(POTONGAN DOKUMEN)
——————

Walaupun data kinerja emiten dan makro ekonomi mendukung pergerakan indeks saham dan obligasi ke arah positif, para investor dinilai tetap mencermati langkah apa yang akan diambil The Fed. Faktor luar turut menentukan.
Oleh
Joice Tauris Santi
·3 menit baca
JAKARTA, KOMPAS - Pasar saham Indonesia masih berpotensi menguat meski dalam dua bulan terakhir cenderung sagnan bahkan melemah. Saat ini pergerakan indeks di pasar saham dan obligasi dipengaruhi oleh pemulihan ekonomi di negara maju, seperti Amerika Serikat, yang lebih cepat daripada pemulihan di negara berkembang.

——————

(MATERI YANG DIBERIKAN)
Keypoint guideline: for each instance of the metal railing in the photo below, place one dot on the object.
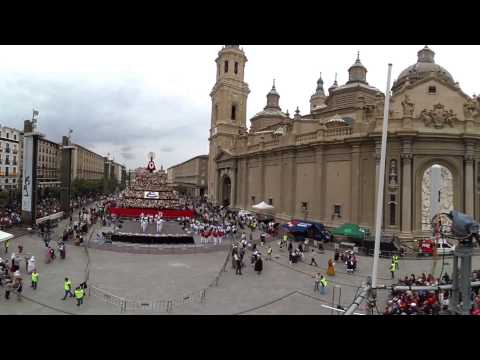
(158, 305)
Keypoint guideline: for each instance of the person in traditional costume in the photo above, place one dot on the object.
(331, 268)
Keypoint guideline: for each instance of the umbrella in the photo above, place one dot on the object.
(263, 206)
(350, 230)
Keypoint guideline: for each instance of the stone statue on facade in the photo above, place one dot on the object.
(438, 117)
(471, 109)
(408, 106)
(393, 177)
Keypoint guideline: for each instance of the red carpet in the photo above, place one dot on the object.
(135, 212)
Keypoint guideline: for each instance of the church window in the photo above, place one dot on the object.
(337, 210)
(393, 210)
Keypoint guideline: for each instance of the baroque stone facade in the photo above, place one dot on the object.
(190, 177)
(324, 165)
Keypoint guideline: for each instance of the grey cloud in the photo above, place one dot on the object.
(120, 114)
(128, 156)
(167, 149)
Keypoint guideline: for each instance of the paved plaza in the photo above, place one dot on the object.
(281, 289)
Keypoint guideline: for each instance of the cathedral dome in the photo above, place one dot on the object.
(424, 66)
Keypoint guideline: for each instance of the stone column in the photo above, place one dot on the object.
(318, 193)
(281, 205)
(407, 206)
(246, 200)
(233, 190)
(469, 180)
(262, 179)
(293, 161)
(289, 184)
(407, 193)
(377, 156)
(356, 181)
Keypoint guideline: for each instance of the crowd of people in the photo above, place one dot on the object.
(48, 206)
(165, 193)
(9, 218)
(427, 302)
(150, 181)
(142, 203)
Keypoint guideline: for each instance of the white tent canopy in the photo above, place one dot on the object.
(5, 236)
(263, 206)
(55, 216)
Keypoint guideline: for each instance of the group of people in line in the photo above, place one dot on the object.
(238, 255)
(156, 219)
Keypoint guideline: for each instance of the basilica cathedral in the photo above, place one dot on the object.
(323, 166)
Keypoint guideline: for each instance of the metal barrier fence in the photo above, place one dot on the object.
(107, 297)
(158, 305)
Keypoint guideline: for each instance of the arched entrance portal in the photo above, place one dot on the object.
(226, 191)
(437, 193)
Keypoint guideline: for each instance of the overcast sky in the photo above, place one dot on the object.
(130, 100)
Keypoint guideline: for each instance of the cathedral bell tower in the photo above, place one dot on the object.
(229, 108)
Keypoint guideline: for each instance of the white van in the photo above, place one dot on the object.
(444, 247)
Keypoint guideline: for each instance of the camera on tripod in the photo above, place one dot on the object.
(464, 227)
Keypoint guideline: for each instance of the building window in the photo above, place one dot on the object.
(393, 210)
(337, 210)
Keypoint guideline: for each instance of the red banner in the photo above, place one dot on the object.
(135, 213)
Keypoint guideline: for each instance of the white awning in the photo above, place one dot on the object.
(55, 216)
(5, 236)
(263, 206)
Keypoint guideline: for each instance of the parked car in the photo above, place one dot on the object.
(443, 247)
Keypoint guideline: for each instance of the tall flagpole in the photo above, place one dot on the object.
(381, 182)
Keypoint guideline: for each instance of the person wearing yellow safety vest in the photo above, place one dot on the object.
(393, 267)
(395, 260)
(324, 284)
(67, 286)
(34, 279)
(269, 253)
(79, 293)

——————

(TUGAS YANG DIKERJAKAN)
A) Menurut berita tentang pasar saham Indonesia ini, apa yang saat ini memengaruhi pergerakan indeks di pasar saham dan obligasi?
B) Ubah bagian berita tentang pasar saham Indonesia dari "Walaupun data kinerja" sampai "di negara berkembang." dengan mengganti "The Fed" menjadi "bank sentral Amerika Serikat".
C) Teruskan berita tentang pasar saham Indonesia mulai dari kalimat terakhirnya.

(JAWABAN TERTULIS)
A) Pemulihan ekonomi di negara maju, seperti Amerika Serikat, yang lebih cepat daripada pemulihan di negara berkembang.

B)
Walaupun data kinerja emiten dan makro ekonomi mendukung pergerakan indeks saham dan obligasi ke arah positif, para investor dinilai tetap mencermati langkah apa yang akan diambil bank sentral Amerika Serikat. Faktor luar turut menentukan.
Oleh
Joice Tauris Santi
·3 menit baca
JAKARTA, KOMPAS - Pasar saham Indonesia masih berpotensi menguat meski dalam dua bulan terakhir cenderung sagnan bahkan melemah. Saat ini pergerakan indeks di pasar saham dan obligasi dipengaruhi oleh pemulihan ekonomi di negara maju, seperti Amerika Serikat, yang lebih cepat daripada pemulihan di negara berkembang.

C)
Walaupun data kinerja emiten dan makro ekonomi mendukung pergerakan indeks saham dan obligasi ke arah positif, para investor mencermati langkah apa yang akan diambil oleh Bank Sentral Amerika Serikat (AS) atau The Fed.
Secara umum, para investor juga melihat penanganan pandemi Covid-19 di kawasan negara Asia. Jumlah orang yang positif Covid-19 kembali melonjak, seperti di Singapura dan India. Di Indonesia, kasus Covid-19 diperkirakan meningkat setelah liburan Lebaran pekan lalu.
Langkah pemberian vaksin di Indonesia memang lebih cepat dibandingkan dengan di negara berkembang lainnya. Pemberian vaksin di AS juga cepat. Presiden Joe Biden menargetkan 70 persen orang dewasa AS sudah mendapatkan vaksin pada hari Kemerdekaan 4 Juli sehingga perekonomian dapat dibuka kembali. Saat ini diperkirakan sudah ada 105 juta warga AS yang mendapatkan vaksin lengkap, sekitar 56 persen dari orang dewasa di AS.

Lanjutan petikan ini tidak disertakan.